• _Bloque de texto_
+++++

Catequesis del Santo Padre
Queridos
hermanos y hermanas, ¡buenos días!
Continuamos
nuestro itinerario para aprender cada vez mejor a rezar como Jesús nos enseñó.
Tenemos que rezar como Él nos enseñó a hacerlo.
Él
dijo: cuando reces, entra en el silencio de tu habitación, retírate del mundo y
dirígete a Dios llamándolo “¡Padre!”. Jesús quiere que sus discípulos no sean
como los hipócritas que rezan de pie en las calles para que los admire la gente
(cf. Mt 6, 5). Jesús no quiere hipocresía. La verdadera oración es la que se
hace en el secreto de la conciencia, del corazón: inescrutable, visible solo
para Dios. Dios y yo. Esa oración huye de la falsedad: ante Dios es imposible
fingir. Es imposible, ante Dios no hay truco que valga, Dios nos conoce así,
desnudos en la conciencia y no se puede fingir. En la raíz del diálogo con Dios
hay un diálogo silencioso, como el cruce de miradas entre dos personas que
se aman: el hombre y Dios cruzan la mirada, y esta es oración. Mirar a Dios y
dejarse mirar por Dios: esto es rezar. “Pero, padre, yo no digo palabras…” Mira
a Dios y déjate mirar por Él: es una oración, ¡una hermosa oración!
Sin
embargo, aunque la oración del discípulo sea confidencial, nunca cae en el
intimismo. En el secreto de la conciencia, el cristiano no deja el mundo fuera
de la puerta de su habitación, sino que lleva en su corazón personas y
situaciones, los problemas, tantas cosas, todas las llevo en la oración.

+++++

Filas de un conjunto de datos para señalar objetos
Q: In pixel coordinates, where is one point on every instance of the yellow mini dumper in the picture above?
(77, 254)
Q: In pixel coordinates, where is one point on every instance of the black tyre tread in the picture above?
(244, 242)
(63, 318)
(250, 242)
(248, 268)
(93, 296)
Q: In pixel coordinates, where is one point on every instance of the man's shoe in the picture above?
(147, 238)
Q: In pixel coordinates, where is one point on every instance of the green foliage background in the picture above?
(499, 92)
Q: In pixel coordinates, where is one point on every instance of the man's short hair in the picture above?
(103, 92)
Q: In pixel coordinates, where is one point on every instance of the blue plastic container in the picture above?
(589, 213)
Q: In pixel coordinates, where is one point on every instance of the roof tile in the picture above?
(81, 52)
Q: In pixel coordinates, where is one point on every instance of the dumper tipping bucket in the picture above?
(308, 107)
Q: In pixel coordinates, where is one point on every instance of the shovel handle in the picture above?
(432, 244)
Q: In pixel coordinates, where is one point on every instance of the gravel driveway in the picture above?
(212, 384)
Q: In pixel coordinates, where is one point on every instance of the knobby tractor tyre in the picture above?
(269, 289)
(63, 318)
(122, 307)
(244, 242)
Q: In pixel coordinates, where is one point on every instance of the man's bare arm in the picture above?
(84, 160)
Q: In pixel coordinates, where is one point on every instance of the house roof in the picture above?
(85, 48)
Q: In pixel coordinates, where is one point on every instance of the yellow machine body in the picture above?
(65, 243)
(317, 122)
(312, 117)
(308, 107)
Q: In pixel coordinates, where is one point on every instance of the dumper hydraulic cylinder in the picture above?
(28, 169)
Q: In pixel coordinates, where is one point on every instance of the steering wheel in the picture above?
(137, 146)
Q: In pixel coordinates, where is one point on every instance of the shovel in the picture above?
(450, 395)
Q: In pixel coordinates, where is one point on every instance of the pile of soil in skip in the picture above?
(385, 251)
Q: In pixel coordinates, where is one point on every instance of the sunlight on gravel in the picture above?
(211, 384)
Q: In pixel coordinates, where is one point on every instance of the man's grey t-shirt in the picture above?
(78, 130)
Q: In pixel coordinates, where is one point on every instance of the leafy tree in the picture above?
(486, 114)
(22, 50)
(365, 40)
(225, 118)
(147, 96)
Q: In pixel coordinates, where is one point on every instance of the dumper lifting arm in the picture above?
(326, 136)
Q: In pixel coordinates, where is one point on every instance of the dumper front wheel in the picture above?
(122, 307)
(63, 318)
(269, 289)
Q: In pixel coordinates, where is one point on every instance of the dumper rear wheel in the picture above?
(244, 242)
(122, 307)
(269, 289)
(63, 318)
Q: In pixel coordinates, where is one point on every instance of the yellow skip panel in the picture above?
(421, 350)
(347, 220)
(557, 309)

+++++

• _Ejercicio 1_
Transcribe de la catequesis el fragmento que empieza con "Catequesis del Santo" y continúa hasta "Jesús nos enseñó.".
• _Ejercicio 2_
¿Cuántas líneas de los registros contienen la palabra "dumper"? Responde solo con el número.

• _Respuesta 1_
Catequesis del Santo Padre
Queridos
hermanos y hermanas, ¡buenos días!
Continuamos
nuestro itinerario para aprender cada vez mejor a rezar como Jesús nos enseñó.

• _Respuesta 2_
6